> _DOCUMENT PASSAGE_:
%%
# Culmination of my journey



## gal turner (Mar 3, 2010)

This is the culmination of what I have termed "negative space designing" I had the vision for this, but had to think up methods, with tools I have in my workshop, to achieve this vision. I had to teach myself to make this.(as no one else is and I could find no info on "how to") I found out I am a poor teacher and a very slow student. It has been eye-opening and brain boggling. I have had many failures, & some grand success. The work here is based on 1/8th increments..beads 1/8..openings 1/8 etc. When this turns on a lathe all one sees is the headstock and beyond. It's 9 inches in diameter and weighs a mere 3 oz. . The first picture is of it backlit in a window, which is how it was designed to be viewed, and the second was taken during the process..it is very rough and not complete..Hope ya'll find this a tiny bit interesting. Enjoy your day


----------



## jw2170 (Jan 24, 2008)

Amazing...


----------



## RJM (Apr 11, 2010)

That bowl won't hold water 

Very nice. 

When I was 23, I saw a panel made like this in a Chinese restaurant and I've always been interested in these types of patterns since.


----------



## dutchman 46 (May 23, 2007)

That is very nice! How many hours have You been working on that project? You said that You were not a great teacher, I have no idea how one would do that, I wouldn't mine knowing a little more. :0


----------



## gal turner (Mar 3, 2010)

Hi D46..How long? It has been an accumulative process over a few months..I kept making this concept over & over..taking chances and devising ways to accomplish what I was attempting to do. I got inspiration from a famous fella named Hans Weissflog..he makes multi-axis pieces..many people have tried & failed to copy him..shattering seemed to be the problem. I have been trying different methods and adjusting the look I want with machines I have in my shop all to avoid the shattering of the piece. As for this piece I know from start to finish it took over 8 hrs. (the piece is 9 inches in diam and only 3oz. of wood left, so being gentle is paramount) .If I did it again I know that time would drop..each time I make one I get better at it...thanks for your question..


----------



## CanuckGal (Nov 26, 2008)

They are truely beautiful but just looking at them and imagining making something like that in my shop gives me clear visions of a nasty wood explosion. I do admire your talents.


----------



## Mike (Nov 22, 2004)

I usually do not comment on threads where the member has not filled out a name and location.(and I hope you will) A very interesting design. I hope you will share the process in our turning section. Photos of the steps would be nice, I know that will make HarrySin happy. While I am not interested in building this type of project I do appreciate the thought and skill that went into it. Very well done!


----------



## gal turner (Mar 3, 2010)
%%
> _TASK SET_:
A) Transcribe the woodturning thread from "They are truely" to "admire your talents.".
B) In the woodturning thread, how long did the piece take to make from start to finish?
C) Resume the woodturning thread from its final line, writing the post that follows the last header.

> _PROVIDED MATERIAL_:
%%
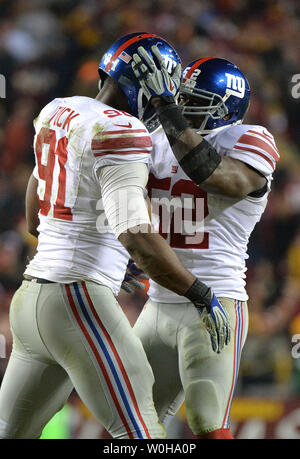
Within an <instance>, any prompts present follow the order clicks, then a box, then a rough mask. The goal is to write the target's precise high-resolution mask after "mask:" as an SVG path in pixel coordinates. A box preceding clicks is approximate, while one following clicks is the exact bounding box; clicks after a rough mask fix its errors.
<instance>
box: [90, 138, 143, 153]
%%
> _ANSWER SET_:
A)
They are truely beautiful but just looking at them and imagining making something like that in my shop gives me clear visions of a nasty wood explosion. I do admire your talents.

B) Over 8 hours.

C)
Mike..I will not accomodate you or Sin Or JMG..get off my back. We have been thru this before. I will not go thru it one more time. I DO NOT WANT YOUR ASSISTANCE> I HAVE NEVER ASKED ANY ONE FOR ASSISTANCE. YOU ARE ANNOYING ME. ONE MORE TIME, ANYONE ON THIS FORUM TELLS ME WHAT TO DO, I WILL STOP SHARING & helping others. I come to this forum as I enjoy seeing others projects and today I was able to help(I hope) a fella with a lathe/chucking problem. I PERSONALLY DO NOT CARE WHETHER YOU LIKE OR DISLIKE MY ART, ESPECIALLY IF YOU CHOSE ONLY TO COMMENT IF I GIVE YOU INFO ON MYSELF. KEEP YOUR THOUGHTS TO YOURSELF. I APOLOGIZE TO FORUM MEMBERS FOR THIS RESPONSE, BUT MANY OF YOU WATCHED THE PREVIOUS DEBACLE A FEW MONTHS AGO. LEAVE ME ALONE MIKE; IT IS NOT A CONDITION OF THIS FORUM THAT I TELL YOU INFO YOU DO NOT NEED


----------



## allthunbs (Jun 22, 2008)

Mike said:


> I usually do not comment on threads where the member has not filled out a name and location.(and I hope you will) A very interesting design. I hope you will share the process in our turning section. Photos of the steps would be nice, I know that will make HarrySin happy. While I am not interested in building this type of project I do appreciate the thought and skill that went into it. Very well done!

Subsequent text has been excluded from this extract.